START MATERIALS PROVIDED
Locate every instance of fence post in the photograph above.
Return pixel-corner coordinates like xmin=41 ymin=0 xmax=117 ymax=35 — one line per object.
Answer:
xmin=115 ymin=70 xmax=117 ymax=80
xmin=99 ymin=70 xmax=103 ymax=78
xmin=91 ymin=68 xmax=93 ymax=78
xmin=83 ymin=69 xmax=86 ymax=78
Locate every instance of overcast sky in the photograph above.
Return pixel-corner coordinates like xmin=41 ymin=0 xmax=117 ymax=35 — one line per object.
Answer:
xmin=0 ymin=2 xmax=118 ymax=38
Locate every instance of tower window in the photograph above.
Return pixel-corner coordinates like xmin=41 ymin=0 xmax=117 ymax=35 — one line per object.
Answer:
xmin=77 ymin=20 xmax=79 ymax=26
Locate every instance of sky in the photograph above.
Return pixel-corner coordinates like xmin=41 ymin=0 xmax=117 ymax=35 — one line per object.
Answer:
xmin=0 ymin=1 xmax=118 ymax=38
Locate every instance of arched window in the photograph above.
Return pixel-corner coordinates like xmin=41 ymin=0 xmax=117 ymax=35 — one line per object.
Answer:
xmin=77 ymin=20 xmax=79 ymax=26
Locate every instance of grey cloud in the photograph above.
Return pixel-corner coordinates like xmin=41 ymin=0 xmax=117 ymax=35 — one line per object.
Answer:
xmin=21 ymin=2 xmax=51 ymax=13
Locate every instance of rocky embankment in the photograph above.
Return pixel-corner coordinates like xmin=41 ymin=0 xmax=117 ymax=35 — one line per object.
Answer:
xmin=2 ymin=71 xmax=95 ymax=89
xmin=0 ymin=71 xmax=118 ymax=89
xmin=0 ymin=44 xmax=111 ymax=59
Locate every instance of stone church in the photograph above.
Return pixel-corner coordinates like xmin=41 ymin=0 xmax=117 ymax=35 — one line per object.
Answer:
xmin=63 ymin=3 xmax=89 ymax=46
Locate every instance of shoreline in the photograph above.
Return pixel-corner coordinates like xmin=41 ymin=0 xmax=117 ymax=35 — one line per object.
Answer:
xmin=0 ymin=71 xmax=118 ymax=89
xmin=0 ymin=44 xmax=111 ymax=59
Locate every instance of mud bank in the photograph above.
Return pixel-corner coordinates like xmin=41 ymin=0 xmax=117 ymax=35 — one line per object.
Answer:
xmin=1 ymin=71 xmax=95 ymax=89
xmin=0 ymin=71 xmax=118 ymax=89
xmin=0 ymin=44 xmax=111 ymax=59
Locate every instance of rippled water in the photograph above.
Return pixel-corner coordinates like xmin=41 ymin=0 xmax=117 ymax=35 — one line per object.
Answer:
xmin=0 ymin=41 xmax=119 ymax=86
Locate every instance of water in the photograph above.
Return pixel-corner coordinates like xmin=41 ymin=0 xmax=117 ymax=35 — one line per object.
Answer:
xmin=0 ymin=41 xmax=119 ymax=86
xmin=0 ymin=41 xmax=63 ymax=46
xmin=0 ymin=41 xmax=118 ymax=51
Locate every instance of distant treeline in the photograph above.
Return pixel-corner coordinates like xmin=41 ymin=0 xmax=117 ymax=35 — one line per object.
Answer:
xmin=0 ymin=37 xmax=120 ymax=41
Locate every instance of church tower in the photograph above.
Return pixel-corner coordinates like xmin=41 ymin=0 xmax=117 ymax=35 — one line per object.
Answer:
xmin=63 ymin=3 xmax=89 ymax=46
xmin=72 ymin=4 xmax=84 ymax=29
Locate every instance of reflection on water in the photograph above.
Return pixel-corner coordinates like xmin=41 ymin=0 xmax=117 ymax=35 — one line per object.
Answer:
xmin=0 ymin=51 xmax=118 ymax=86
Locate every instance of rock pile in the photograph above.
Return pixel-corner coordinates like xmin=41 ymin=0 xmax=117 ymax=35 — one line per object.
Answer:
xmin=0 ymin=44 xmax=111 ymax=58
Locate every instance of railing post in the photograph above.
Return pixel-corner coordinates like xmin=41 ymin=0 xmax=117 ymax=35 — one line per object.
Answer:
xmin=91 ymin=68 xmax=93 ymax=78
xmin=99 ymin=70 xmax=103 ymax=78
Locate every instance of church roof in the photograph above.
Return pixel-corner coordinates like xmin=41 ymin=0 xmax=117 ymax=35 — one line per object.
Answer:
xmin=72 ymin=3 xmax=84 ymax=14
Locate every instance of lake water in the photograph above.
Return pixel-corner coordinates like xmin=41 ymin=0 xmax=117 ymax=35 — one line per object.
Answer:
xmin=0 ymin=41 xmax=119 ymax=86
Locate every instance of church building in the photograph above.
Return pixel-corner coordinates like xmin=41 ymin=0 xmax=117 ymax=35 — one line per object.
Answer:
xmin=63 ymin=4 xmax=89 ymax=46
END MATERIALS PROVIDED
Output every line of the items above as a numbered list, leaving out any blank lines.

1. Locate every instance of fence post in the photograph above.
2. Return pixel-corner coordinates like xmin=41 ymin=0 xmax=117 ymax=35 — one line per object.
3. Answer:
4. xmin=115 ymin=70 xmax=117 ymax=80
5. xmin=99 ymin=70 xmax=103 ymax=78
6. xmin=91 ymin=68 xmax=93 ymax=78
7. xmin=83 ymin=69 xmax=86 ymax=78
8. Locate every instance of overcast sky in the photograph above.
9. Return pixel-corner coordinates like xmin=41 ymin=0 xmax=117 ymax=35 — one line per object.
10. Answer:
11. xmin=0 ymin=2 xmax=118 ymax=38
12. Locate every instance of tower window in the photograph above.
13. Return pixel-corner coordinates like xmin=41 ymin=0 xmax=117 ymax=35 — one line per object.
14. Answer:
15. xmin=77 ymin=20 xmax=79 ymax=26
16. Locate every instance of sky in the photograph above.
17. Return pixel-corner coordinates like xmin=41 ymin=0 xmax=117 ymax=35 — one line per object.
18. Answer:
19. xmin=0 ymin=1 xmax=118 ymax=38
20. Locate every instance of arched window in the photograph above.
21. Return pixel-corner coordinates like xmin=41 ymin=0 xmax=117 ymax=35 — one line per object.
22. Answer:
23. xmin=77 ymin=20 xmax=79 ymax=26
24. Locate every instance of grey cloud in the photograph above.
25. Return pixel-corner coordinates like xmin=41 ymin=0 xmax=117 ymax=35 — one line per object.
26. Answer:
27. xmin=21 ymin=2 xmax=51 ymax=13
28. Locate every instance of rocky embankment in the photograph above.
29. Return pixel-corner coordinates like xmin=41 ymin=0 xmax=117 ymax=35 — one line per object.
30. Answer:
31. xmin=2 ymin=71 xmax=95 ymax=89
32. xmin=0 ymin=71 xmax=118 ymax=89
33. xmin=0 ymin=44 xmax=111 ymax=59
34. Locate every instance of stone church in the photograph above.
35. Return pixel-corner coordinates like xmin=41 ymin=0 xmax=117 ymax=35 — one line per object.
36. Answer:
37. xmin=63 ymin=3 xmax=89 ymax=46
38. Locate every instance of shoreline in the photograph above.
39. Return pixel-corner coordinates like xmin=41 ymin=0 xmax=117 ymax=35 — one line per object.
40. Answer:
41. xmin=0 ymin=71 xmax=118 ymax=89
42. xmin=0 ymin=44 xmax=111 ymax=59
43. Locate every instance of mud bank in the photograph above.
44. Return pixel-corner coordinates like xmin=41 ymin=0 xmax=117 ymax=35 — one line per object.
45. Answer:
46. xmin=1 ymin=71 xmax=95 ymax=89
47. xmin=0 ymin=71 xmax=118 ymax=89
48. xmin=0 ymin=44 xmax=111 ymax=59
49. Locate every instance of rippled water in the photograph above.
50. Return pixel-corner coordinates like xmin=41 ymin=0 xmax=117 ymax=35 — one line per object.
51. Answer:
52. xmin=0 ymin=41 xmax=119 ymax=86
53. Locate every instance of water in the photograph above.
54. Return pixel-corner coordinates like xmin=41 ymin=0 xmax=117 ymax=35 — one line per object.
55. Answer:
56. xmin=0 ymin=41 xmax=119 ymax=86
57. xmin=0 ymin=41 xmax=63 ymax=46
58. xmin=0 ymin=41 xmax=118 ymax=51
59. Locate every instance of distant treeline in the photograph above.
60. Return pixel-corner coordinates like xmin=41 ymin=0 xmax=117 ymax=35 — one line per object.
61. Answer:
62. xmin=0 ymin=37 xmax=120 ymax=41
63. Locate every instance of church tower in the photograph above.
64. Return pixel-corner coordinates like xmin=41 ymin=0 xmax=117 ymax=35 — one line per object.
65. Answer:
66. xmin=63 ymin=3 xmax=89 ymax=46
67. xmin=72 ymin=4 xmax=84 ymax=29
68. Locate every instance of reflection on water in the photograph above.
69. Return pixel-corner coordinates like xmin=41 ymin=0 xmax=117 ymax=35 — one line per object.
70. Answer:
71. xmin=0 ymin=51 xmax=118 ymax=86
72. Locate every instance of rock pile in the photograph above.
73. Return pixel-corner coordinates like xmin=41 ymin=0 xmax=117 ymax=35 — one line per object.
74. Answer:
75. xmin=0 ymin=44 xmax=111 ymax=58
76. Locate every instance of railing post in the photograph above.
77. Return pixel-corner coordinates like xmin=41 ymin=0 xmax=117 ymax=35 — one line per object.
78. Answer:
79. xmin=91 ymin=68 xmax=93 ymax=78
80. xmin=99 ymin=70 xmax=103 ymax=78
81. Locate every instance of church roof in the photograph above.
82. Return pixel-corner coordinates like xmin=41 ymin=0 xmax=117 ymax=35 — one line per object.
83. Answer:
84. xmin=72 ymin=3 xmax=84 ymax=14
85. Locate every instance of lake water in the photograph above.
86. Return pixel-corner coordinates like xmin=41 ymin=0 xmax=117 ymax=35 — one line per object.
87. Answer:
88. xmin=0 ymin=41 xmax=119 ymax=86
89. Locate every instance of church building in the photograph above.
90. Return pixel-corner coordinates like xmin=41 ymin=0 xmax=117 ymax=35 — one line per object.
91. Answer:
92. xmin=63 ymin=4 xmax=89 ymax=46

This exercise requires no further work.